Top of INFORMATION SUPPLIED
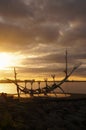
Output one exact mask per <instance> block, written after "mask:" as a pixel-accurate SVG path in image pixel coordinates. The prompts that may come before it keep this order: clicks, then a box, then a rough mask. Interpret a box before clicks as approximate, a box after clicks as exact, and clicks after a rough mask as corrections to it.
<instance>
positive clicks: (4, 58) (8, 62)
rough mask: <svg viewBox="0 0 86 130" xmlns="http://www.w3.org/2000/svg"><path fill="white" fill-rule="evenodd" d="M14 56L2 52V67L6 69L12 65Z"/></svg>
mask: <svg viewBox="0 0 86 130" xmlns="http://www.w3.org/2000/svg"><path fill="white" fill-rule="evenodd" d="M11 60H12V57H11V55H9V54H6V53H0V69H4V68H5V67H8V66H10V65H11Z"/></svg>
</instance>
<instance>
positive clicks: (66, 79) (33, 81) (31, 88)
mask: <svg viewBox="0 0 86 130" xmlns="http://www.w3.org/2000/svg"><path fill="white" fill-rule="evenodd" d="M65 61H66V68H65V77H64V79H63V80H61V81H60V82H59V83H58V84H57V83H56V82H55V74H53V75H51V76H52V78H53V84H52V85H51V86H48V83H47V79H45V80H44V81H45V87H43V88H41V87H40V81H38V88H37V89H33V83H34V80H32V81H31V82H30V83H31V89H28V88H27V87H26V83H27V82H26V81H25V87H23V86H20V85H19V84H18V82H17V77H16V76H17V73H16V70H15V68H14V77H15V81H13V80H10V79H9V80H10V81H12V82H13V83H14V84H15V85H16V86H17V93H18V98H20V93H19V91H22V92H23V93H25V94H26V93H27V94H30V96H33V95H34V94H38V95H39V94H44V95H47V94H48V93H51V92H54V90H55V89H56V88H59V89H60V90H61V91H62V92H63V93H64V94H65V92H64V90H63V89H62V87H61V85H62V84H63V83H64V82H66V81H67V80H68V78H69V77H70V76H71V74H72V73H73V72H74V71H75V70H76V69H77V68H78V67H79V66H80V65H81V64H78V65H76V66H74V67H73V69H72V70H71V71H70V72H69V73H68V60H67V50H66V55H65ZM54 93H55V92H54Z"/></svg>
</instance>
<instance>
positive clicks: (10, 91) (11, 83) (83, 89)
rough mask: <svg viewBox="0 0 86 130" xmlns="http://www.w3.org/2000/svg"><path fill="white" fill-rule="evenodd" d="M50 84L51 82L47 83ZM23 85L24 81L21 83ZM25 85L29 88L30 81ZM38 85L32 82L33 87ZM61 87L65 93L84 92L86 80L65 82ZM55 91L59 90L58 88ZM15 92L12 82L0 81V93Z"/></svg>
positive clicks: (37, 83) (51, 83) (12, 83)
mask: <svg viewBox="0 0 86 130" xmlns="http://www.w3.org/2000/svg"><path fill="white" fill-rule="evenodd" d="M48 84H52V83H48ZM22 85H23V86H24V83H23V84H22ZM41 86H42V87H44V86H45V83H43V82H41ZM27 87H28V88H30V87H31V85H30V83H28V84H27ZM37 87H38V83H37V82H35V83H34V84H33V89H34V88H37ZM62 88H63V89H64V91H65V92H66V93H83V94H84V93H86V82H66V83H64V84H63V85H62ZM55 91H57V92H61V90H60V89H59V88H58V89H56V90H55ZM2 92H4V93H8V94H16V86H15V84H13V83H0V93H2Z"/></svg>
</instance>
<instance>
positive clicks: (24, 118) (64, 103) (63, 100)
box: [0, 94, 86, 130]
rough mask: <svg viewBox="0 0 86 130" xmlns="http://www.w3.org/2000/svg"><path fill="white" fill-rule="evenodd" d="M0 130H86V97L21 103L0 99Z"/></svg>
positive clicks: (11, 99)
mask: <svg viewBox="0 0 86 130" xmlns="http://www.w3.org/2000/svg"><path fill="white" fill-rule="evenodd" d="M0 130H86V95H77V94H72V96H71V97H70V98H61V99H58V98H32V99H21V100H20V101H18V99H13V98H10V97H9V98H7V99H6V100H5V99H2V97H0Z"/></svg>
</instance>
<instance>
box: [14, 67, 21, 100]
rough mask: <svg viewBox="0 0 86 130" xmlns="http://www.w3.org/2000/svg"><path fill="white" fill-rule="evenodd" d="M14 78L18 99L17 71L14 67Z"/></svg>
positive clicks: (18, 93)
mask: <svg viewBox="0 0 86 130" xmlns="http://www.w3.org/2000/svg"><path fill="white" fill-rule="evenodd" d="M14 78H15V84H16V87H17V94H18V99H20V94H19V85H18V84H17V73H16V69H15V68H14Z"/></svg>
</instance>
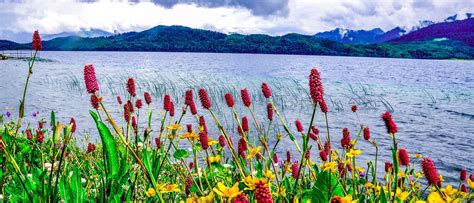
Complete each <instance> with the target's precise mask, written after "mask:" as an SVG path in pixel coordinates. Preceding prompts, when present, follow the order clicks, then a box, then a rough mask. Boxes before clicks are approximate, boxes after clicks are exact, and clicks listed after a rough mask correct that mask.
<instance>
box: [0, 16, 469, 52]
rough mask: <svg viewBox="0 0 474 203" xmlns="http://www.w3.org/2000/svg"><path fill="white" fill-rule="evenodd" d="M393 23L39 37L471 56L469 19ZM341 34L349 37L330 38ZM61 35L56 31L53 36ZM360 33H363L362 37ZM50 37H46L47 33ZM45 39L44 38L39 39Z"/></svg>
mask: <svg viewBox="0 0 474 203" xmlns="http://www.w3.org/2000/svg"><path fill="white" fill-rule="evenodd" d="M406 32H407V31H406V30H405V29H403V28H400V27H397V28H394V29H392V30H390V31H388V32H384V31H383V30H381V29H373V30H369V31H363V30H359V31H349V30H343V29H339V30H336V31H334V32H332V31H331V32H325V33H318V34H317V35H319V36H326V37H325V38H321V37H315V36H313V35H302V34H296V33H291V34H286V35H283V36H269V35H264V34H252V35H242V34H224V33H220V32H215V31H209V30H202V29H193V28H189V27H184V26H156V27H153V28H151V29H148V30H145V31H142V32H129V33H122V34H115V35H111V33H107V32H103V34H104V35H105V36H100V37H83V36H78V35H74V36H65V37H56V38H53V39H51V40H44V41H43V49H44V50H58V51H163V52H216V53H263V54H303V55H340V56H367V57H393V58H426V59H450V58H461V59H474V43H473V41H474V40H473V39H474V18H470V17H469V18H467V19H465V20H457V19H454V20H446V21H443V22H440V23H432V24H430V25H428V26H426V27H423V28H420V29H417V30H414V31H411V32H408V33H406ZM341 33H343V34H344V36H352V39H351V40H349V38H346V39H345V40H341V39H339V38H330V36H331V34H339V36H340V34H341ZM57 36H60V35H57ZM362 36H363V37H362ZM48 37H49V36H48ZM43 38H45V37H43ZM30 47H31V43H16V42H12V41H7V40H0V50H14V49H30Z"/></svg>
Bottom of INFORMATION SUPPLIED
> [ACTIVITY]
Write out the data above exactly, minus any images.

> [TASK ANSWER]
Output one exact mask per <instance> block, written after "mask:" as a pixel-accurate SVG path in image pixel coordinates. The prompts that may come before it keep this order: clicks, then a box, then a rough mask. Interpret a box before clicks as approximate, a box after clicks as exact, and clicks after a rough mask as corrections to it.
<instance>
positive clicks: (4, 58) (8, 62)
rough mask: <svg viewBox="0 0 86 130" xmlns="http://www.w3.org/2000/svg"><path fill="white" fill-rule="evenodd" d="M14 56L2 52V67L6 69L12 65Z"/></svg>
mask: <svg viewBox="0 0 86 130" xmlns="http://www.w3.org/2000/svg"><path fill="white" fill-rule="evenodd" d="M11 60H12V57H11V55H9V54H6V53H0V69H4V68H5V67H8V66H10V65H11Z"/></svg>
</instance>
<instance>
positive clicks: (66, 79) (33, 81) (31, 88)
mask: <svg viewBox="0 0 86 130" xmlns="http://www.w3.org/2000/svg"><path fill="white" fill-rule="evenodd" d="M65 61H66V68H65V77H64V79H63V80H61V81H60V82H59V83H58V84H57V83H56V82H55V74H53V75H51V76H52V78H53V84H52V85H51V86H48V83H47V79H45V80H44V81H45V87H43V88H41V87H40V81H38V88H37V89H33V83H34V80H32V81H31V82H30V83H31V89H28V88H27V87H26V83H27V82H26V81H25V87H23V86H20V85H19V84H18V82H17V77H16V76H17V73H16V70H15V68H14V77H15V81H13V80H10V79H9V80H10V81H12V82H13V83H14V84H15V85H16V86H17V93H18V98H20V93H19V91H22V92H23V93H25V94H26V93H27V94H30V96H33V95H34V94H38V95H39V94H44V95H47V94H48V93H51V92H54V90H55V89H56V88H59V89H60V90H61V91H62V92H63V93H64V94H65V92H64V90H63V89H62V87H61V85H62V84H63V83H64V82H66V81H67V80H68V78H69V77H70V76H71V74H72V73H73V72H74V71H75V70H76V69H77V68H78V67H79V66H80V65H81V64H78V65H76V66H74V67H73V69H72V70H71V71H70V72H69V73H68V60H67V50H66V55H65ZM54 93H55V92H54Z"/></svg>
</instance>
<instance>
positive clicks: (10, 91) (11, 83) (83, 89)
rough mask: <svg viewBox="0 0 86 130" xmlns="http://www.w3.org/2000/svg"><path fill="white" fill-rule="evenodd" d="M50 84L51 82L47 83ZM23 85L24 81L21 83ZM25 85L29 88L30 81ZM38 85L32 82L33 87ZM61 87L65 93L84 92L86 80L65 82ZM55 91L59 90L58 88ZM15 92L12 82L0 81V93Z"/></svg>
positive clicks: (37, 83) (51, 83) (12, 83)
mask: <svg viewBox="0 0 86 130" xmlns="http://www.w3.org/2000/svg"><path fill="white" fill-rule="evenodd" d="M48 84H52V83H48ZM22 85H23V86H24V83H23V84H22ZM41 86H42V87H44V86H45V83H43V82H41ZM27 87H28V88H30V87H31V85H30V83H28V84H27ZM37 87H38V83H37V82H35V83H34V84H33V89H34V88H37ZM62 88H63V89H64V91H65V92H66V93H83V94H84V93H86V82H66V83H64V84H63V85H62ZM55 91H57V92H61V90H60V89H59V88H58V89H56V90H55ZM2 92H4V93H8V94H16V86H15V84H13V83H0V93H2Z"/></svg>
</instance>
<instance>
positive clicks: (24, 118) (64, 103) (63, 100)
box: [0, 94, 86, 130]
rough mask: <svg viewBox="0 0 86 130" xmlns="http://www.w3.org/2000/svg"><path fill="white" fill-rule="evenodd" d="M0 130H86V97L21 103L0 99Z"/></svg>
positive clicks: (11, 99)
mask: <svg viewBox="0 0 86 130" xmlns="http://www.w3.org/2000/svg"><path fill="white" fill-rule="evenodd" d="M0 130H86V95H77V94H72V96H71V97H70V98H61V99H58V98H32V99H21V100H20V101H18V99H13V98H10V97H9V98H7V99H6V100H5V99H2V97H0Z"/></svg>
</instance>
<instance>
box: [14, 67, 21, 100]
rough mask: <svg viewBox="0 0 86 130" xmlns="http://www.w3.org/2000/svg"><path fill="white" fill-rule="evenodd" d="M14 78L18 99L17 71L14 67Z"/></svg>
positive clicks: (18, 93)
mask: <svg viewBox="0 0 86 130" xmlns="http://www.w3.org/2000/svg"><path fill="white" fill-rule="evenodd" d="M14 78H15V84H16V87H17V94H18V99H20V94H19V85H18V84H17V73H16V69H15V68H14Z"/></svg>
</instance>
Complete each <instance> with the target's precise mask, written after "mask:" as an SVG path in pixel coordinates. Preceding prompts, when present, follow the order clicks, then a box, then a rough mask. Boxes before clicks are approximate, boxes after clicks are exact, and clicks listed after a rough mask correct that mask.
<instance>
box: [0, 16, 469, 52]
rough mask: <svg viewBox="0 0 474 203" xmlns="http://www.w3.org/2000/svg"><path fill="white" fill-rule="evenodd" d="M393 23L39 37L471 56L469 19ZM341 34L349 37L330 38ZM61 35L56 31L53 36ZM360 33H363L362 37ZM50 37H46L47 33ZM45 39L44 38L39 39Z"/></svg>
mask: <svg viewBox="0 0 474 203" xmlns="http://www.w3.org/2000/svg"><path fill="white" fill-rule="evenodd" d="M406 32H407V31H406V30H405V29H403V28H400V27H397V28H394V29H392V30H390V31H388V32H384V31H383V30H381V29H373V30H369V31H363V30H359V31H349V30H343V29H339V30H336V31H334V32H332V31H331V32H325V33H318V34H317V35H319V36H326V37H325V38H321V37H315V36H313V35H302V34H296V33H291V34H286V35H283V36H269V35H264V34H252V35H242V34H224V33H220V32H215V31H209V30H202V29H193V28H189V27H184V26H156V27H153V28H151V29H148V30H145V31H142V32H129V33H122V34H115V35H111V33H107V32H103V34H104V35H105V36H100V37H83V36H78V35H74V36H65V37H56V38H53V39H51V40H44V41H43V49H44V50H58V51H163V52H216V53H263V54H303V55H340V56H367V57H393V58H426V59H450V58H461V59H474V43H473V41H474V40H473V39H474V18H470V17H469V18H467V19H465V20H457V19H454V20H446V21H443V22H440V23H432V24H430V25H428V26H426V27H423V28H420V29H417V30H414V31H411V32H408V33H406ZM341 33H343V34H344V36H352V39H351V40H349V38H346V39H345V40H341V39H339V38H330V36H331V34H339V36H340V34H341ZM57 36H60V35H57ZM362 36H363V37H362ZM48 37H49V36H48ZM43 38H45V37H43ZM30 47H31V43H16V42H12V41H7V40H0V50H14V49H30Z"/></svg>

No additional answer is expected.